[ZITIERTER TEXT]
......

III. 1. Der Gegenstand des so verteidigten Patentanspruchs 1 ist neu (Art. 52, 54 EPÜ). Der Senat tritt insoweit der von Sachkunde getragenen und überzeugenden Beurteilung des gerichtlichen Sachverständigen in seinem schriftlichen Gutachten bei. Insbesondere offenbart keine der Entgegenhaltungen eine Silylierung von 10-DAB-III bei der Hydroxy-Gruppe in der 7-Position. Auch die Nichtigkeitsklägerin hat im Verfahren fehlende Neuheit nicht geltend gemacht.
2. a) Der Senat kann nicht feststellen, daß dieser Gegenstand für den Fachmann, einen – erforderlichenfalls im Team arbeitenden – promovierten Chemiker mit Erfahrung auf dem Gebiet der Naturstoffsynthese, naheliegend gewesen wäre (Art. 52, 56 EPÜ). Für die Bejahung einer erfinderischen Leistung genügt es bei einem mehrschrittigen Syntheseverfahren bereits, daß ein Verfahrensschritt nicht durch den Stand der Technik in seiner Gesamtheit nahegelegt war. Dies trifft jedenfalls für den Verfahrensschritt nach Merkmal 1.2.3.1 zu, nach dem ein Halogentrialkylsilan mit 10-DAB-III umgesetzt wird. Deshalb kommt es im Ergebnis nicht darauf an, ob sich weitere Verfahrensschritte ebenfalls nicht in naheliegender Weise aus dem Stand der Technik ergaben. Auch in der in Schweden ergangenen Entscheidung von Stockholms Tingsrätt vom 16. Oktober 1998 (ENPR 2001, 1 ff, Tz. 236 ff) ist deswegen im Ergebnis, wenngleich mit im einzelnen abweichender Begründung, erfinderische Tätigkeit bejaht worden.
aa) Aus Sénilh u.a., C. R. Acad. Sc. Paris, t. 299, Série II, n° 15, 1984, S. 1039 – 1043 (K 3) war die halbsynthetische Gewinnung von Taxol-Analoga ausgehend von aus den Nadeln von Eiben (taxus baccata) gewonnenem 10-DAB-III (Tetraol) im Prinzip bekannt. Die Veröffentlichung beschreibt (S. 1040), daß die chemische Reaktionsfähigkeit von Tetraol wenig bekannt sei, insbesondere das Verhalten der drei Hydroxy-Gruppen in der 7-, 10- und 13-Position. Eine Acetylierung in Essigsäureanhydrid oder Pyridin bei Umgebungstemperatur führe zu einem 50:50-Gemisch des 7-Monoacetats und des 7-, 10-Diacetats. Es wird weiter darauf verwiesen, daß die 13-Hydroxy-Gruppe weniger reaktionsfähig ist als die beiden anderen Sekundär-Hydroxy-Gruppen. Eine Anregung für eine Silylierung der 7-Hydroxy-Gruppe gibt die Veröffentlichung nach den überzeugenden Ausführungen des gerichtlichen Sachverständigen nicht.

......

[ROHE EINTRÄGE]

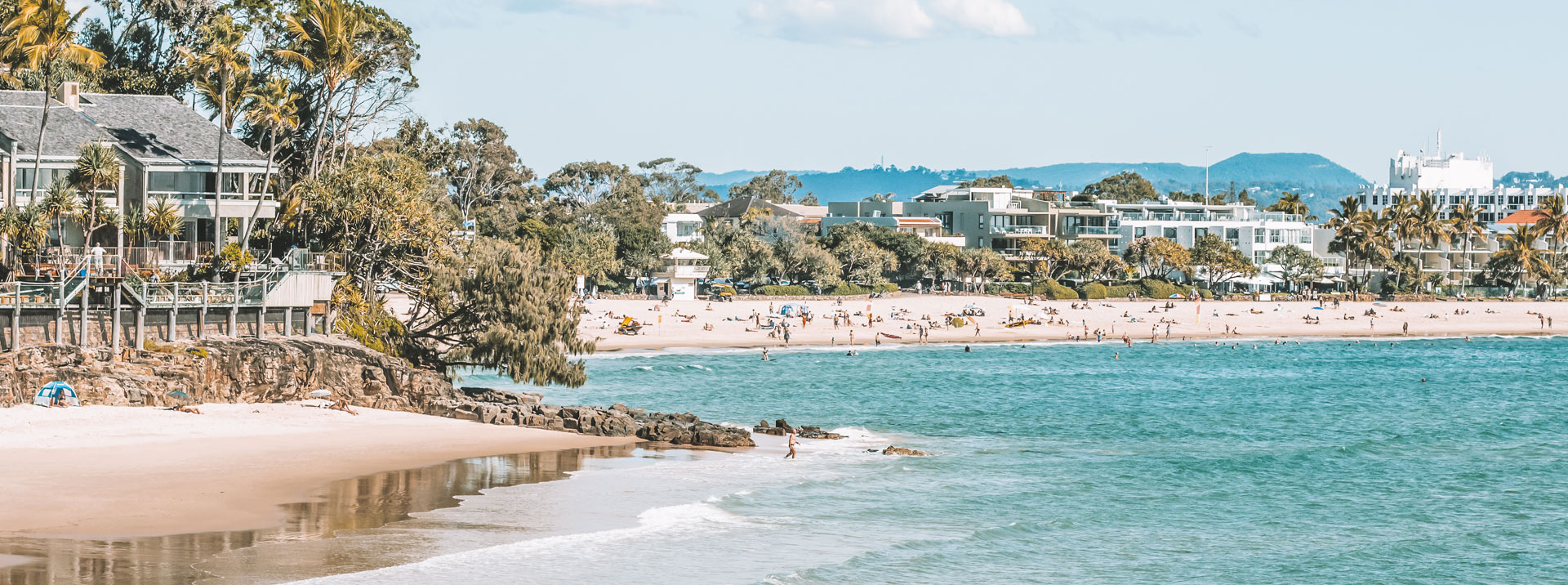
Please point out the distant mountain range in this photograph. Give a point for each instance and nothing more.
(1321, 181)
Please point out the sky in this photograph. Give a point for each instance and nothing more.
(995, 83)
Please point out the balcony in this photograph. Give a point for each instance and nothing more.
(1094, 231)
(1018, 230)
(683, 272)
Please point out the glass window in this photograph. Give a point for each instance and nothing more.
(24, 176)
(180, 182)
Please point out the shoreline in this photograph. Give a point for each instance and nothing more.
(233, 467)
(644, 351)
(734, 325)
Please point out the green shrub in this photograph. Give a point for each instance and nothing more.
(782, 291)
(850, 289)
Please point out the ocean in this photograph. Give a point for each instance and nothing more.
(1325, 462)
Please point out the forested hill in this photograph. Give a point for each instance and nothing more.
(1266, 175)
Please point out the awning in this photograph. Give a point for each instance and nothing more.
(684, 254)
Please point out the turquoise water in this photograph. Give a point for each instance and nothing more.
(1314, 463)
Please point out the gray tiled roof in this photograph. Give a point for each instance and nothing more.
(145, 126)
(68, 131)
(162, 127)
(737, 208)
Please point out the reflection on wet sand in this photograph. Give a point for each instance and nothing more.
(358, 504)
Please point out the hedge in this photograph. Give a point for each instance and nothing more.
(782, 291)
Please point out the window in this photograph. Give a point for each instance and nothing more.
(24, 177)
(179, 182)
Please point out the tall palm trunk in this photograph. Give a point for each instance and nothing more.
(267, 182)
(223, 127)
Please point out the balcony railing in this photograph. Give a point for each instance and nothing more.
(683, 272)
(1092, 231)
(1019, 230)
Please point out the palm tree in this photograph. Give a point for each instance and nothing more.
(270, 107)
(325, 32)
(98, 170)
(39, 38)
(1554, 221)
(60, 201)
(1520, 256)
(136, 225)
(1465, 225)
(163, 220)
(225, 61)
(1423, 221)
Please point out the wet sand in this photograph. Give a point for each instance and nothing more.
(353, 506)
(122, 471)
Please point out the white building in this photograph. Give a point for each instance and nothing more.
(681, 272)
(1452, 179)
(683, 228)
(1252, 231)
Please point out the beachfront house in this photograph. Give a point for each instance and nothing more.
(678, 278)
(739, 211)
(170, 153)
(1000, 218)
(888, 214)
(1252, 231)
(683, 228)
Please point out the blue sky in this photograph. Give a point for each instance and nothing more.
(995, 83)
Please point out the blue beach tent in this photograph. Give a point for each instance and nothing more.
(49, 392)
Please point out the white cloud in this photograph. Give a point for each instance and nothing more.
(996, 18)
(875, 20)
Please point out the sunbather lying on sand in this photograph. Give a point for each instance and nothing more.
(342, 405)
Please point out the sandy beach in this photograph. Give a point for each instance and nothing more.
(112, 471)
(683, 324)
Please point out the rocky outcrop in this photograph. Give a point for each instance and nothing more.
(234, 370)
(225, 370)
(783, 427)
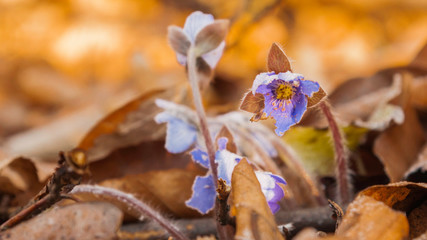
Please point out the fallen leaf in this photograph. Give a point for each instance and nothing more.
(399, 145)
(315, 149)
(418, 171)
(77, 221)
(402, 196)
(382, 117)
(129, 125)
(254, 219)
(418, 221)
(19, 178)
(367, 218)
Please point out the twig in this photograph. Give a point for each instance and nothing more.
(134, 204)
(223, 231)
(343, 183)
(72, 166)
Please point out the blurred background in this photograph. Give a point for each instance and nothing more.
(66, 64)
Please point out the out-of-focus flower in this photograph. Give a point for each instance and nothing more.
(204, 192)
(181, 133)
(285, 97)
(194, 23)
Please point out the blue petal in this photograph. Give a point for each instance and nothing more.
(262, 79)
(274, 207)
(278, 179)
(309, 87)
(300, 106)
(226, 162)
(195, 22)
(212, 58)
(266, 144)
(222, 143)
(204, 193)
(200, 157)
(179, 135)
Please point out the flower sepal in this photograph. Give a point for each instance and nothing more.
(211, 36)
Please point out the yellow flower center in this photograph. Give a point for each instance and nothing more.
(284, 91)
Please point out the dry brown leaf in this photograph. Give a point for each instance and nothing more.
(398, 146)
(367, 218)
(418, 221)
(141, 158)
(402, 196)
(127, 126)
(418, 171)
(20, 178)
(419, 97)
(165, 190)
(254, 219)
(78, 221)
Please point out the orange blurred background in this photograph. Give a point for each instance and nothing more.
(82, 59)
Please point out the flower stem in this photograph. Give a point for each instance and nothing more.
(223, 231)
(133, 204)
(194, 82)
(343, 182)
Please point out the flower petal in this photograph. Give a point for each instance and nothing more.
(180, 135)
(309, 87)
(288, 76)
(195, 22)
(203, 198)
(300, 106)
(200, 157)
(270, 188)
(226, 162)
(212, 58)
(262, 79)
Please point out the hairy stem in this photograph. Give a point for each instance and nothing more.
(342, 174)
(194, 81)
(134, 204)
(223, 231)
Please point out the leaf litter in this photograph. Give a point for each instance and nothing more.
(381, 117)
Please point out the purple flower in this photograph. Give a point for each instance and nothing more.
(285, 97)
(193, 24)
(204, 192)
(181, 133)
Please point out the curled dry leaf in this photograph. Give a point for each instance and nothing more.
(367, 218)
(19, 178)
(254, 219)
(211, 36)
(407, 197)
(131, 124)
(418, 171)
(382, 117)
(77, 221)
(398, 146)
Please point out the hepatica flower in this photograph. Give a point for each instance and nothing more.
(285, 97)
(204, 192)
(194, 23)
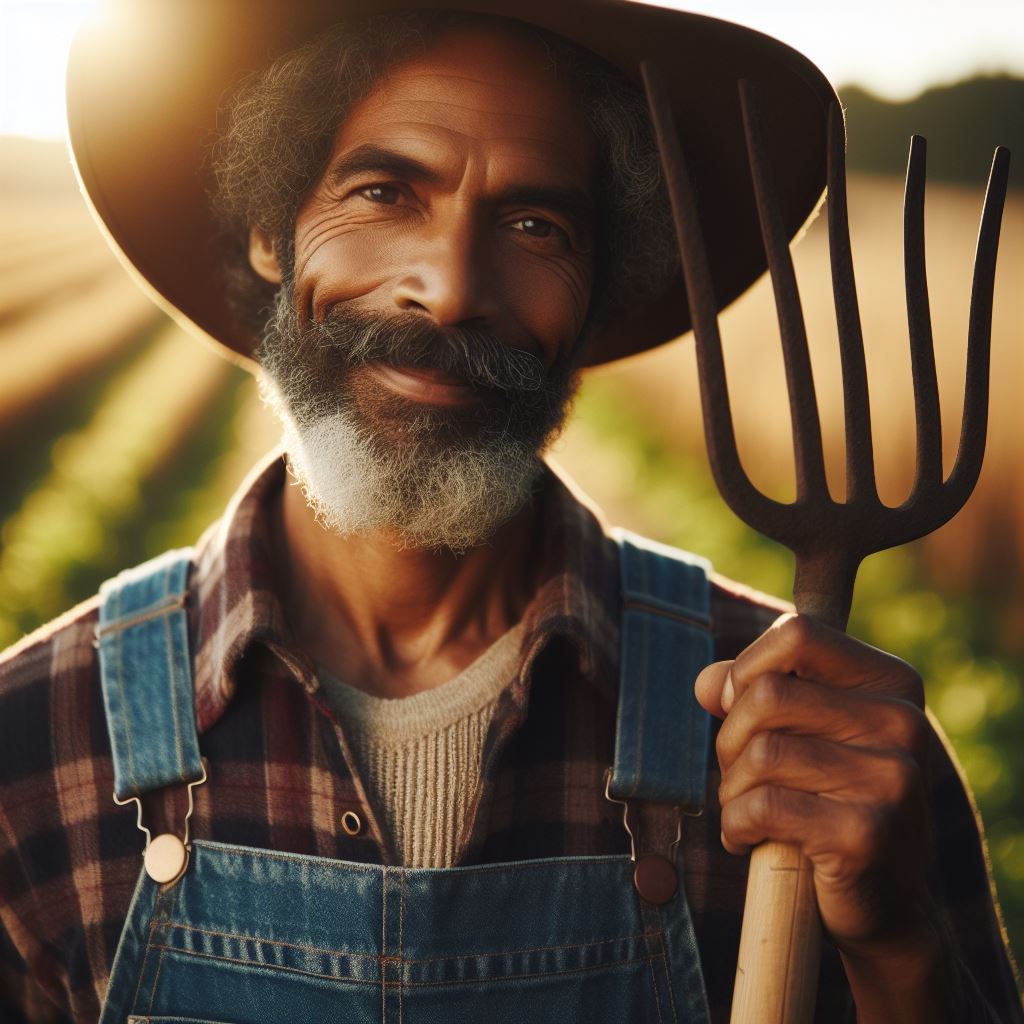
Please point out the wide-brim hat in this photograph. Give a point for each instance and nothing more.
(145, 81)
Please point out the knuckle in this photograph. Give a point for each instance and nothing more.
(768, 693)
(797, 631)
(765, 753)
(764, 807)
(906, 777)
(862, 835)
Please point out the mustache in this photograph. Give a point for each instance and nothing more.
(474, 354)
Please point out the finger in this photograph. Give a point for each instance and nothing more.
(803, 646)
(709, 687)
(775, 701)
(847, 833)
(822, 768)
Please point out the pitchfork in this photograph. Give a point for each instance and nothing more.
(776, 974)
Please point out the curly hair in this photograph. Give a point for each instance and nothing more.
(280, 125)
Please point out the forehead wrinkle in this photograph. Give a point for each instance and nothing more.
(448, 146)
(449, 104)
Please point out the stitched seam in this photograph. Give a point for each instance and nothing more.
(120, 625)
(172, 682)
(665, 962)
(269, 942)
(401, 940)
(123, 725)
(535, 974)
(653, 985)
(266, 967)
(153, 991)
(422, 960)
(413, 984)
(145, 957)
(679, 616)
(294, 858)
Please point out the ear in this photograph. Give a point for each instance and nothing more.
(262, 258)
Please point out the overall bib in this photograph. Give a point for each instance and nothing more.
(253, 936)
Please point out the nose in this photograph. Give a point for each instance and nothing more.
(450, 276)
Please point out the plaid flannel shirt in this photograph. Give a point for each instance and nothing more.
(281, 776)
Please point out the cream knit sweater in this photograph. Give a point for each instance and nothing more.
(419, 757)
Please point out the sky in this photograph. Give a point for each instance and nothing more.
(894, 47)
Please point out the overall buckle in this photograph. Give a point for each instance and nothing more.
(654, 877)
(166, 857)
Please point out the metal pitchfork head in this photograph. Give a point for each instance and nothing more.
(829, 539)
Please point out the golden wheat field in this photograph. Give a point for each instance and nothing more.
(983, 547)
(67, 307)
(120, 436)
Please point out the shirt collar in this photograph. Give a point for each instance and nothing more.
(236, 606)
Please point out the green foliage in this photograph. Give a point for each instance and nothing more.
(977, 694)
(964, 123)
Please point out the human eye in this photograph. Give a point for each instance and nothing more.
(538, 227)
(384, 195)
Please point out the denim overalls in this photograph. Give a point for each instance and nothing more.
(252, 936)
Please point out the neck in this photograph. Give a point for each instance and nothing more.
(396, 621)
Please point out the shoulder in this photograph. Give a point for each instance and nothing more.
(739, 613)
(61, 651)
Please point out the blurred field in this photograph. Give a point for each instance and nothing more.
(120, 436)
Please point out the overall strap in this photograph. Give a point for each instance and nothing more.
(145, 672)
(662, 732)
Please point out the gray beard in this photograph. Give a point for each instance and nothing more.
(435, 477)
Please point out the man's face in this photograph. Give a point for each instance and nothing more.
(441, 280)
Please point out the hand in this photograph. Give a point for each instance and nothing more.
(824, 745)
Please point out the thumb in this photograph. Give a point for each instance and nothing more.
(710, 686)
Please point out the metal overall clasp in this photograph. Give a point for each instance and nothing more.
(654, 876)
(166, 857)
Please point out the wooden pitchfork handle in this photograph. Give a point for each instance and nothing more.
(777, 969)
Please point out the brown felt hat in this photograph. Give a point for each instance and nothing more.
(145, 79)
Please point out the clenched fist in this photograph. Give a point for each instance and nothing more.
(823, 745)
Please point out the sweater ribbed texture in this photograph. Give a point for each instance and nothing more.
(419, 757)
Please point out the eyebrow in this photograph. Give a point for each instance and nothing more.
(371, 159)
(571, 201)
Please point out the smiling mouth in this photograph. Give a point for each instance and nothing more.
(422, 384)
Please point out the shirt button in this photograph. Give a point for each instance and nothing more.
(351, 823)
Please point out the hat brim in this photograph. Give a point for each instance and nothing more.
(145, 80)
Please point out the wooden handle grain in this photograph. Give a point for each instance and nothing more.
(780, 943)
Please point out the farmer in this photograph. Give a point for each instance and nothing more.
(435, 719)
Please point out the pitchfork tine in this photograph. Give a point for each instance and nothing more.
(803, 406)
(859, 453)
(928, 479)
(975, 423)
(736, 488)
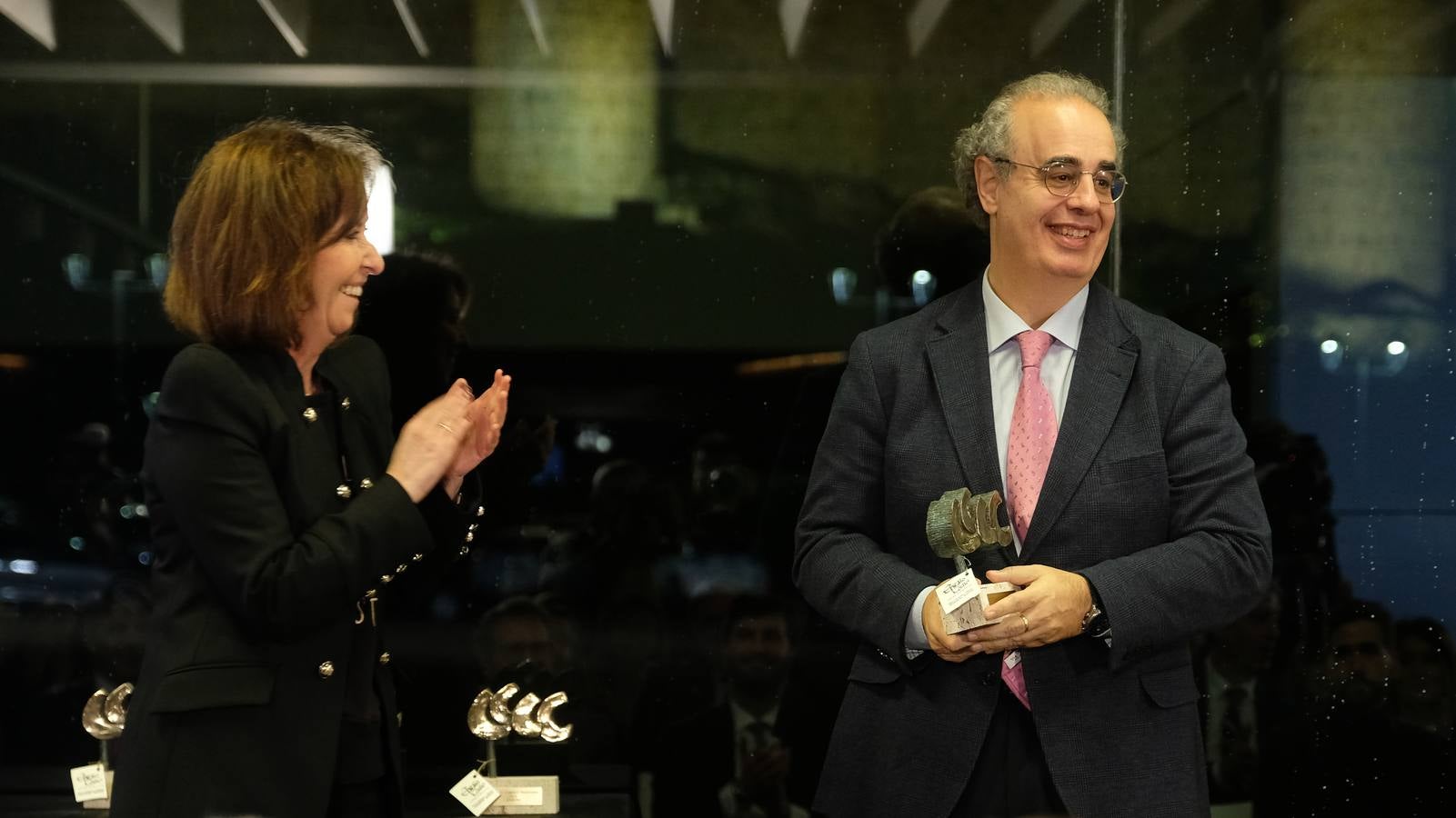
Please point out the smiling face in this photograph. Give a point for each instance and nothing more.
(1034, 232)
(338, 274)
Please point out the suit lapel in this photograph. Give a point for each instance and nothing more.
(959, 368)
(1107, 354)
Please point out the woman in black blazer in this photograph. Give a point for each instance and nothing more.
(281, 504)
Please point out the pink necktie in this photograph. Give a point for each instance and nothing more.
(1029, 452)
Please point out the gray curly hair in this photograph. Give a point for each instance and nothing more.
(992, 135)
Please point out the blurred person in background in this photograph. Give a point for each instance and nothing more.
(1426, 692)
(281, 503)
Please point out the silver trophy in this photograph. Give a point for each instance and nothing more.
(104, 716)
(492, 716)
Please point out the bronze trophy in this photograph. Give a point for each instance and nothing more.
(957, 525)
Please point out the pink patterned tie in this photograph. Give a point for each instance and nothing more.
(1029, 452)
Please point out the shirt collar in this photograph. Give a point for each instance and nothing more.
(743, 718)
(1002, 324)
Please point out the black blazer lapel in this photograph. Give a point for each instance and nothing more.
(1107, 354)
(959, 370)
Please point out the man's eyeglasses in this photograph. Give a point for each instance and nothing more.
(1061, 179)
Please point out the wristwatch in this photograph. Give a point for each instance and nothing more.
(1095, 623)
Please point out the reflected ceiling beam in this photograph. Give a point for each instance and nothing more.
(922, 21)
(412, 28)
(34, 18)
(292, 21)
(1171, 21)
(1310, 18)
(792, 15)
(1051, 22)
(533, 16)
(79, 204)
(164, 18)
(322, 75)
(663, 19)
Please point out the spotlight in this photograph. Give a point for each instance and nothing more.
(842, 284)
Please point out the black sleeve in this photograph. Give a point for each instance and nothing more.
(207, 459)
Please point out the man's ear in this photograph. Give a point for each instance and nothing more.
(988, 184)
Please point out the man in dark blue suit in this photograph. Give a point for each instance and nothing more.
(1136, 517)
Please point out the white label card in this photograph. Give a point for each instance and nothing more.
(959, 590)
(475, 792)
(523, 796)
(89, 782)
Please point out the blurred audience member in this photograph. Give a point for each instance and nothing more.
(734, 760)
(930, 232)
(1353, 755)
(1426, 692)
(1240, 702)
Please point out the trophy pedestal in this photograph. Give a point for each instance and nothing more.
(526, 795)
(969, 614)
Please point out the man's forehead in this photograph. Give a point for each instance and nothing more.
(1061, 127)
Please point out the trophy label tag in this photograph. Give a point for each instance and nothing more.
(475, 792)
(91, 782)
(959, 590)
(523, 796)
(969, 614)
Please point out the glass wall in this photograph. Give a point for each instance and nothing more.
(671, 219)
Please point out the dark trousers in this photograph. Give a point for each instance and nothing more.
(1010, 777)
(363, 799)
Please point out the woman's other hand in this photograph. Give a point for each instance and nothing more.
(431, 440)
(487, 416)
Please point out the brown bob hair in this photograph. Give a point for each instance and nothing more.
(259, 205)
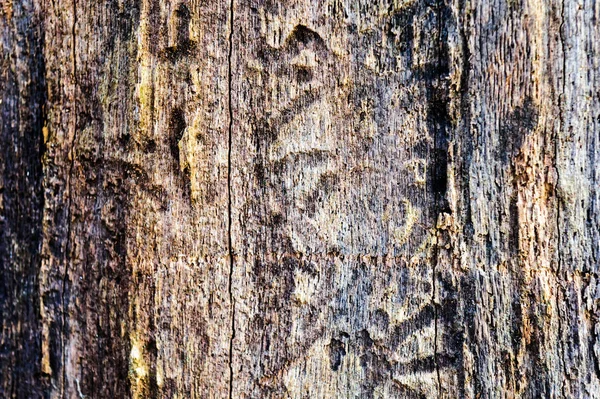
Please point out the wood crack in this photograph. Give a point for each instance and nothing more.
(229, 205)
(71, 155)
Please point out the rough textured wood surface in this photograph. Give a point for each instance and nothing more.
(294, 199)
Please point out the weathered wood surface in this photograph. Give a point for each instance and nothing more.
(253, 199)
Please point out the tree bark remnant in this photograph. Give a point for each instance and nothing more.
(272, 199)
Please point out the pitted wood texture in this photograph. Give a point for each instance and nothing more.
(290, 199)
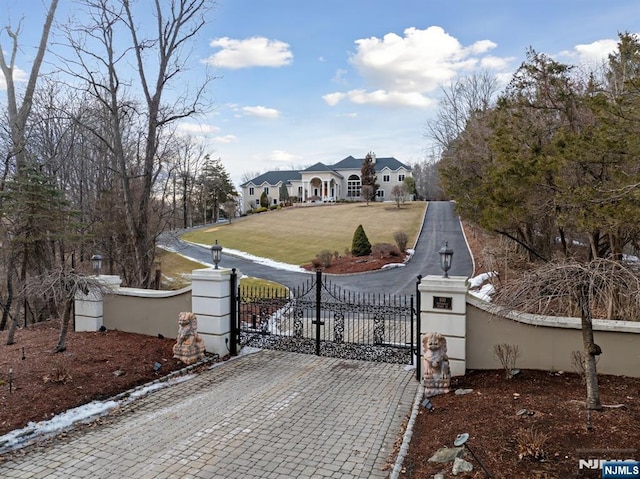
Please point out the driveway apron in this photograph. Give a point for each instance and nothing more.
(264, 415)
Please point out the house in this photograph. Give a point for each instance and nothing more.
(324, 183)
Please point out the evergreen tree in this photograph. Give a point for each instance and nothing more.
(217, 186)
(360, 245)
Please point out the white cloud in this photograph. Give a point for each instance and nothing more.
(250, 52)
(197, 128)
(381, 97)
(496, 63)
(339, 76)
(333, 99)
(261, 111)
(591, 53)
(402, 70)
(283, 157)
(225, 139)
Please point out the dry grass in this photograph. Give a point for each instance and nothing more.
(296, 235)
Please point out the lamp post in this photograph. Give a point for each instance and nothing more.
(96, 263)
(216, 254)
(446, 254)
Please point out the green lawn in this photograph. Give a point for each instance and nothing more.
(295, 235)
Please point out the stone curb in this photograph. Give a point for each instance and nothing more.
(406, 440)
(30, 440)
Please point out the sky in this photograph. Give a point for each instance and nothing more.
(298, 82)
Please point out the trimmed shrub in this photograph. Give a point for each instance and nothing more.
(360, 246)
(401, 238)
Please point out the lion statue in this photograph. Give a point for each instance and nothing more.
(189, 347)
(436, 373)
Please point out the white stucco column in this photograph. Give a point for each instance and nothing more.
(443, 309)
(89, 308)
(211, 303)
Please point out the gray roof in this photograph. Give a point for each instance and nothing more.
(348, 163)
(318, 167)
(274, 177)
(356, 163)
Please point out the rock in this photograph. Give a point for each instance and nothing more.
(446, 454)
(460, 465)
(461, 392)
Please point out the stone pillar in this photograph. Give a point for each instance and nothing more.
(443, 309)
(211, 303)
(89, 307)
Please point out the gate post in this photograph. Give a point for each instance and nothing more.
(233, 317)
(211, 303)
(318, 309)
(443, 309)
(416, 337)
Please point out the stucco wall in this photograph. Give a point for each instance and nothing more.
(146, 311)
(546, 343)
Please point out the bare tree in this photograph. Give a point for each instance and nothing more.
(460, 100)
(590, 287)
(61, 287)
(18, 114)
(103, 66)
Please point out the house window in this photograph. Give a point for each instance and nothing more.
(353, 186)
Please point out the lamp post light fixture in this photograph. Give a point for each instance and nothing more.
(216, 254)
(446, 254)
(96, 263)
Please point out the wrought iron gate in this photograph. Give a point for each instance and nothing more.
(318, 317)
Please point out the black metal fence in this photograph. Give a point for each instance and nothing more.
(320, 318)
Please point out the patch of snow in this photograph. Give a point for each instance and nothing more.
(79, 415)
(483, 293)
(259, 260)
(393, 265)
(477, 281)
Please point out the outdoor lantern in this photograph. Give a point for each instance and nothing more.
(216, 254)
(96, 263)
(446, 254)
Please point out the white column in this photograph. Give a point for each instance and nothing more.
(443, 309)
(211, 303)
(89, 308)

......

[KURZE AUFGABE 1] Bitte stelle die Zeilen der Einträge von der Zeile mit „Please point out the patch“ bis zum Ende der Einträge, beide eingeschlossen, als Markdown-Tabelle dar. Verwende dafür die Spalten „Nummer“ für die laufende Zeilennummer und „Zeile“ für den Wortlaut, und lass leere Zeilen weg.
[KURZE AUFGABE 2] Führe die Urteilsbegründung zum Taxol-Syntheseverfahren im Anschluss an ihren letzten Satz fort.

[ANTWORT 1]
| Nummer | Zeile |
|---|---|
| 1 | Please point out the patch of snow in this photograph. Give a point for each instance and nothing more. |
| 2 | (79, 415) |
| 3 | (483, 293) |
| 4 | (259, 260) |
| 5 | (393, 265) |
| 6 | (477, 281) |
| 7 | Please point out the outdoor lantern in this photograph. Give a point for each instance and nothing more. |
| 8 | (216, 254) |
| 9 | (96, 263) |
| 10 | (446, 254) |
| 11 | Please point out the white column in this photograph. Give a point for each instance and nothing more. |
| 12 | (443, 309) |
| 13 | (211, 303) |
| 14 | (89, 308) |

[ANTWORT 2]
bb) Denis u.a., J. Org. Chem. 1986, 51, 46-50 (K 4), beschreiben die effektive, enantioselektive Synthese der Taxol-Seitenkette als Schritt der Taxol-Synthese, wobei auch eine Teilsynthese von Taxol aus 10-DAB-III angesprochen wird (S. 47/48). Auch hier findet sich keine Anregung für eine Silylierung der 7-Hydroxy-Gruppe.
cc) Die Veröffentlichung der europäischen Patentanmeldung 0 253 738 (K 5) offenbart Taxolderivate, insbesondere Taxotere, und beschreibt die Herstellung von Taxol-Analoga aus 10-DAB-III. U.a. ist die Veresterung eines Baccatin-III-Derivats, bei dem in 7-Position die Hydroxy-Gruppe durch einen Trichlorethoxycarbonylrest (-OCOOCH(2)CCl(3)) ersetzt ist und bei dem die Hydroxy-Gruppe in 10-Position ebenfalls durch einen solchen Rest oder durch einen Acteylrest substituiert ist, mit Zimtsäure beschrieben. Die Veresterung erfolgt dabei nach der Carbodiimid-Methode (S. 3 Z. 57 ff), wie sie auch das Streitpatent lehrt. Eine selektive Silylierung ist, wie der gerichtliche Sachverständige überzeugend angegeben hat, auch hier nicht vorgesehen und durch die Möglichkeit gleicher Substitution der Hydroxy-Gruppen in 7- und 10-Position eher fernliegend.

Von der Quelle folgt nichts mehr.